PROVIDED DATA:
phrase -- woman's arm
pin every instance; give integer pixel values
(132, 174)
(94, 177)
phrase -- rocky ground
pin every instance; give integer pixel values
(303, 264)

JOB:
Rescale the entries above by repeating every line, requests included, with each coordinate in the answers multiplied by 2.3. Round each result to the nearest whole number, with halves rounding up.

SOLVED PROBLEM:
phrase -- woman's arm
pin every instance; give integer pixel values
(304, 400)
(216, 407)
phrase -- rocky ground
pin every instance; give integer pixel values
(697, 607)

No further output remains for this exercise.